--- PROBLEM DESCRIPTION ---
Only the lines from the top of the following listing through the line with "target: wooden railing post" belong in your answer, exactly as written.
*** EXERCISE INPUT
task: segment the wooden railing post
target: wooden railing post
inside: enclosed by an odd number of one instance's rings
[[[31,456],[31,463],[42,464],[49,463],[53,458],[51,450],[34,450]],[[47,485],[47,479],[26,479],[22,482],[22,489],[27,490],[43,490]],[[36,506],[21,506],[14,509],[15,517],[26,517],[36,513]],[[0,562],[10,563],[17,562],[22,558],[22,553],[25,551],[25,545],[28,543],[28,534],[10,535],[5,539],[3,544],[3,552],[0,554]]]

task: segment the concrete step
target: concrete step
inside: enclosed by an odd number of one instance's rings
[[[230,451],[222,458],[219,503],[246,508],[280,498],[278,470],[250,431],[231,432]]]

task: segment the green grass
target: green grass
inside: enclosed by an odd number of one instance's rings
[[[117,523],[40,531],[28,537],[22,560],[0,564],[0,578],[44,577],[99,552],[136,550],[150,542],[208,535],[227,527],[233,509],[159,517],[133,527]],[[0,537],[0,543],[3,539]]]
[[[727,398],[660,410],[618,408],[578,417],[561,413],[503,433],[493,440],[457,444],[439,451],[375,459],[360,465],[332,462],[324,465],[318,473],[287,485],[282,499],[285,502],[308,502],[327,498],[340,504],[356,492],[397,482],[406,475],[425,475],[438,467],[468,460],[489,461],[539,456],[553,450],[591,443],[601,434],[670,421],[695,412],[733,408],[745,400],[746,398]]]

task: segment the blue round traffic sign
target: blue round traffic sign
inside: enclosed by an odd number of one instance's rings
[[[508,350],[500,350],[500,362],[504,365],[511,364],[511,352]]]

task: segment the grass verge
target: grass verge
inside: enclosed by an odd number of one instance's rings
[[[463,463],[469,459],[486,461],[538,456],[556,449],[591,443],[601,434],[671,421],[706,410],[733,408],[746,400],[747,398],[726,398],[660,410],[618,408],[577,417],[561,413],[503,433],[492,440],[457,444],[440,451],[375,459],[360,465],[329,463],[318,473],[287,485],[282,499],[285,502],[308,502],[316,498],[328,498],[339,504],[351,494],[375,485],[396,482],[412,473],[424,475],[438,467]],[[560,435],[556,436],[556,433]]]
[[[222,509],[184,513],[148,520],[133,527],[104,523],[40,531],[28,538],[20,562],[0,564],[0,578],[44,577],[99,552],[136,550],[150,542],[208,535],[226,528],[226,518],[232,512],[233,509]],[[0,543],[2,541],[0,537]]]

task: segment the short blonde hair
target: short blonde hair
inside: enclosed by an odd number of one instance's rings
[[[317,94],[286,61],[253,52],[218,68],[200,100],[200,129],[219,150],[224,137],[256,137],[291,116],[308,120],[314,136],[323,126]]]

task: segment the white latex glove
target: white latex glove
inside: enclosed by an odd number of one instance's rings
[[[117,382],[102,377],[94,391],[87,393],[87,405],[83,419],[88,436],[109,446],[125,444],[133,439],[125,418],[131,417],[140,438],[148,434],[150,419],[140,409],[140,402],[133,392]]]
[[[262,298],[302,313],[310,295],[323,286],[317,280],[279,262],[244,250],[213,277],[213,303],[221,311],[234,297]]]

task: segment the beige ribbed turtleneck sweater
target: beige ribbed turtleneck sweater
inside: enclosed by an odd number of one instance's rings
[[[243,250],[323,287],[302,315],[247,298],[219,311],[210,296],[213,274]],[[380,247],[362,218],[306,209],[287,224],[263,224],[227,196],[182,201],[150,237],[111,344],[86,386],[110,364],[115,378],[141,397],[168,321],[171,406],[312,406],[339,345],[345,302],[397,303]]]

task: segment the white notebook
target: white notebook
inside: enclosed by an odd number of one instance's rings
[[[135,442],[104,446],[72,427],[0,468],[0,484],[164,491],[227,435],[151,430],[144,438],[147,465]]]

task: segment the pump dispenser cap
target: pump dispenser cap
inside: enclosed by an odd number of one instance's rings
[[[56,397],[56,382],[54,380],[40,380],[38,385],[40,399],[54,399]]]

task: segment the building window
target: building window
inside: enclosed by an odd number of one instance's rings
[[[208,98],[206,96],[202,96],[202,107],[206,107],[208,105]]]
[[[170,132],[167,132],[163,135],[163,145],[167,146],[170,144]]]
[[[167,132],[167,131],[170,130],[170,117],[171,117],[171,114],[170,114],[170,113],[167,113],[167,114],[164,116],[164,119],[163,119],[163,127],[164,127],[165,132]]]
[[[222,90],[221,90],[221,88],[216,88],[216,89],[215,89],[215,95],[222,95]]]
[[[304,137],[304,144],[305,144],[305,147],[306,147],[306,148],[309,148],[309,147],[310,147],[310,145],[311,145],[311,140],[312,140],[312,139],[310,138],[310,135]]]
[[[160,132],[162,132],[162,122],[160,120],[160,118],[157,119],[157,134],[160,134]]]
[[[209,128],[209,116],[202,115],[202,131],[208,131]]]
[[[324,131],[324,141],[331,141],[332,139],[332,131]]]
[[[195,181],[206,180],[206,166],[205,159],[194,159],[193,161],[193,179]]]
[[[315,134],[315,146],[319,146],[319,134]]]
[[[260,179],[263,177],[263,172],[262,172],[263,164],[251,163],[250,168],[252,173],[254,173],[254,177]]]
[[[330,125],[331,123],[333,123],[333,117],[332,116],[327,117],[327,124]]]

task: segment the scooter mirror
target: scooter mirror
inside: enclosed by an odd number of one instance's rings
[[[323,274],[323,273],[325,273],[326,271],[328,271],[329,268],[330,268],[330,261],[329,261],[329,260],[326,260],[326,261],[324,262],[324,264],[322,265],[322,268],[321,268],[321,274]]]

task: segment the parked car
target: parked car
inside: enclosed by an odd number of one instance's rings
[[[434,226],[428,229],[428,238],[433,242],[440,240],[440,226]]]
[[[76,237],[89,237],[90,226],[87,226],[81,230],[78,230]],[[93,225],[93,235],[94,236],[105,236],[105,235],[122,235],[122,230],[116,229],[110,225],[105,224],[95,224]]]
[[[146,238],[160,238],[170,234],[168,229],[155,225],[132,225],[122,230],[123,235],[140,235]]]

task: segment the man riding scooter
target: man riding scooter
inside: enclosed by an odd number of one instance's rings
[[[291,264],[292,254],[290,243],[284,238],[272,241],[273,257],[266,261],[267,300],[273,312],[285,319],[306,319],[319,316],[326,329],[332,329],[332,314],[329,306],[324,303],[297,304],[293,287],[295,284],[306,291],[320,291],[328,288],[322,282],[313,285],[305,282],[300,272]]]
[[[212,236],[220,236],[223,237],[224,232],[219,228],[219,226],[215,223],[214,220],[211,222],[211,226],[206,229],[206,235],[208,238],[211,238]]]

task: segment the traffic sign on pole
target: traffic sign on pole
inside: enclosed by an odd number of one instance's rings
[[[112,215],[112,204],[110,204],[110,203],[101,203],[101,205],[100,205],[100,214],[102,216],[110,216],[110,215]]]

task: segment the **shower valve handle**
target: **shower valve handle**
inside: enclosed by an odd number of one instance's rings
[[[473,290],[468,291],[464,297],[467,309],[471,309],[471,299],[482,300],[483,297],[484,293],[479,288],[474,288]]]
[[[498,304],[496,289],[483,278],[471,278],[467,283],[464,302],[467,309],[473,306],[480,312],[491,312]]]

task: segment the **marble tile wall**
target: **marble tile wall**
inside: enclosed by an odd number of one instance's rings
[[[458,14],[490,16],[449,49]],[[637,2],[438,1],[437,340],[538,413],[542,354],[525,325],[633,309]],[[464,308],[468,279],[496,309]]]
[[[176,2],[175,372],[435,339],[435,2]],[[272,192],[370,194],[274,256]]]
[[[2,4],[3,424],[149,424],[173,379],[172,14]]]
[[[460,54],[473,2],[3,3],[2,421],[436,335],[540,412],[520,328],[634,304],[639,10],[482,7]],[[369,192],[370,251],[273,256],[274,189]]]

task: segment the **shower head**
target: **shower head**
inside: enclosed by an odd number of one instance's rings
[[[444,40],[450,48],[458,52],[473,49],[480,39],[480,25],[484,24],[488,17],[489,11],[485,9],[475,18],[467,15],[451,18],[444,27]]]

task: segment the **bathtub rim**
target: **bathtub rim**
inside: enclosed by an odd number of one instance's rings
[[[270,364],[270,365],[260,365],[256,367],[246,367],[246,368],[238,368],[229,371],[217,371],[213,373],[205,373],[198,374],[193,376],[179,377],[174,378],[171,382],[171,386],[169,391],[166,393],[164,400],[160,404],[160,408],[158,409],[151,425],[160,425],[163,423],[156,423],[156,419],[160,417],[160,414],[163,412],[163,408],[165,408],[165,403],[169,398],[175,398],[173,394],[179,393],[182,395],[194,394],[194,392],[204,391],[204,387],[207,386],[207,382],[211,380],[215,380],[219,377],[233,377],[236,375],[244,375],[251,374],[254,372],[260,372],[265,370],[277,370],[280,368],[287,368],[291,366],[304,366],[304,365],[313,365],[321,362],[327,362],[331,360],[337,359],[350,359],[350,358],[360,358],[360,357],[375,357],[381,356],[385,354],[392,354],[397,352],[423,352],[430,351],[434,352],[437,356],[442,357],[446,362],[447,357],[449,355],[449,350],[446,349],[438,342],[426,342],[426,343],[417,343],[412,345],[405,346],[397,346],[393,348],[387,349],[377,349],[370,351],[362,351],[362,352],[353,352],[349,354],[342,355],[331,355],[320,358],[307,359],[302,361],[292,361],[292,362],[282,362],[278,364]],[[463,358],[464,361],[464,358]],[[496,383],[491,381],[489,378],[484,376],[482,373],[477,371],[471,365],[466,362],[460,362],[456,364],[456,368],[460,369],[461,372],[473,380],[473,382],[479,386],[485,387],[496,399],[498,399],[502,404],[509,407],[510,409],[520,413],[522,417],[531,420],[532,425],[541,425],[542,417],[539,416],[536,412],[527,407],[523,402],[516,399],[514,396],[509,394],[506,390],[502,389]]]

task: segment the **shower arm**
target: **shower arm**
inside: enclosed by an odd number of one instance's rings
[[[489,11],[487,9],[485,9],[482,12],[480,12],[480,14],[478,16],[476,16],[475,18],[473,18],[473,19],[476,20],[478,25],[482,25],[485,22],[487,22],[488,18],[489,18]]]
******
--- OUTPUT ---
task: segment the wooden railing post
target: wooden railing post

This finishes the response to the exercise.